## Assignment A
In the parody blurb about the Ken Spoon thrillers, what is the World said to be hurtling towards?
## Assignment B
Continue the parody of the Ken Spoon thrillers from the point where it stops.

## Exercise passage
Have you read all the nerve-shredding Ken Spoon thrillers? Crammed with threats the World faces as it hurtles towards the 1990s!
Unsafe nuclear reactors, faked terrorism and leather sandals!
Space-based weapons, chicken pie and monoteated women!
The rise of neo-Nazism, total narrative confusion… and traitors!
Computer crime! And probably something else! Is this the one in Banbury?
Um …vampire bats…erm…mini-guillotines (they’re ev-er-y-where!)... and traitors!
Post-Cold War witch-hunts, the Rover Vitesse… and traitors!
Death cult suicide-bombers destabilising financial markets, incredible violence… and traitors!
Faked terrorism. Real people under threat! Hello Sailor! And…more traitors than chapters!
Shark-attack victims gnawed a second time because this can happen…no, really it can! And traitors!
Was it Native Americans hijacking submarines? Must be a traitor somewhere. Look in the mini-bar!
Neo-Nazis again; possibly Russians, or Iraqis. Or all of them. Dunno. Real people! Traitors!
…the Channel Tunnel? No idea. Real people! Traitors? Is there anyone actually left to betray?
…Actors. Yeah, those bastards! And real people! And…Disney? [JEG – WTF?]
It’s those ker-wazy neo-Nazis again, the scamps. D’oh! Eco- Nazis! That’s really a thing! Yes. It. Is..
Traitors, space weapons and sod all happening for most of it, oh isn’t GoldenEye so very Gardner?
Mad American traitor militia death cult traitor neo-Nazi traitor faked terrorism is anyone still reading these? What-the-hell-throw-it-all-in! With lashings of steaming hot traitor, for novelty.
If you’re a fan of sitting in hotel bedrooms whilst looking at maps, Janet Reger underwear, crimson fireballs, curious sex, convenient treachery hauling the story from a corner, blizzards of characters, minutely-described hardware and piledriven alliteration, you’ll love the unstoppable Ken Spoon!”
Alternatively… Mack Wheel. Clint Mouse. Don Toss...
If they’re really “continuing” Bond, the name matters less than the sneering, the decay, the cripple-baiting, the sexism, the failed relationships, the daft food, the smells, the out-of-reach living for Bs / Cs, the frustration, the melancholy, the guilt of privilege, the desperation, the taking-the-hero-seriously-and-never-knowingly-ridiculing-him-to-undermine-the-illusion-because he’s-already-ridiculous-and-you-don’t-need-to-point-it-out-you-know, the heightened sensual thrills and all those sodding fish. Alternatively, if having more dignity than being forced to impersonate Ian Fleming, and one suspects Mr Gardner did, you devise your own indelible Bond characteristics. If you can’t spot any once the names have been changed, then all they are, all they will ever be, is Ken Spoon. Or…
…Jock Bland. Jude Scrape. Reid Butt. Seth Pin...

## Data shown

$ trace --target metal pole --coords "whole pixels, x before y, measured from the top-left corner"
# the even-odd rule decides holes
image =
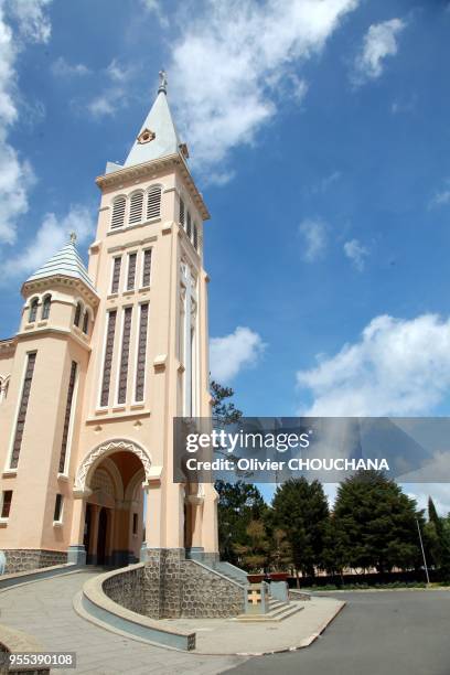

## Written answer A
The 1990s.

## Written answer B
There's more sex, sadism and snobbery in this pish than in the chapter inspected. Someone had to include it. If you missed that crunchingly obvious point, fret not: your dream of Cambridge is still a goer, but Oriel might still be beyond you unless you can row, drink and are made of “tree”.
… Sid Crisps...
The 007th Chapter – Licence Renewed: King of the Castle
“During the furious drive north…” Obviously it was; he’s going “north”, all cobbles, vowel-abuse and emaciated wolves, and he’s in a SAAB. I’d be livid. Even “Robert Markham”, in his degenerate Communist sympathising (per A. Fleming), gave 007 a Bentley. Mr Deaver, in re-redefining Bond for an even newer generation as a tedious eunuch puppy, allowed him a Continental, one of those globby ones prized by footballers, prostitutes and binmen. “Bond had plenty of time to puzzle over Murik’s win with China Blue”. Sat in a lay-by, waiting for the RAC to arrive.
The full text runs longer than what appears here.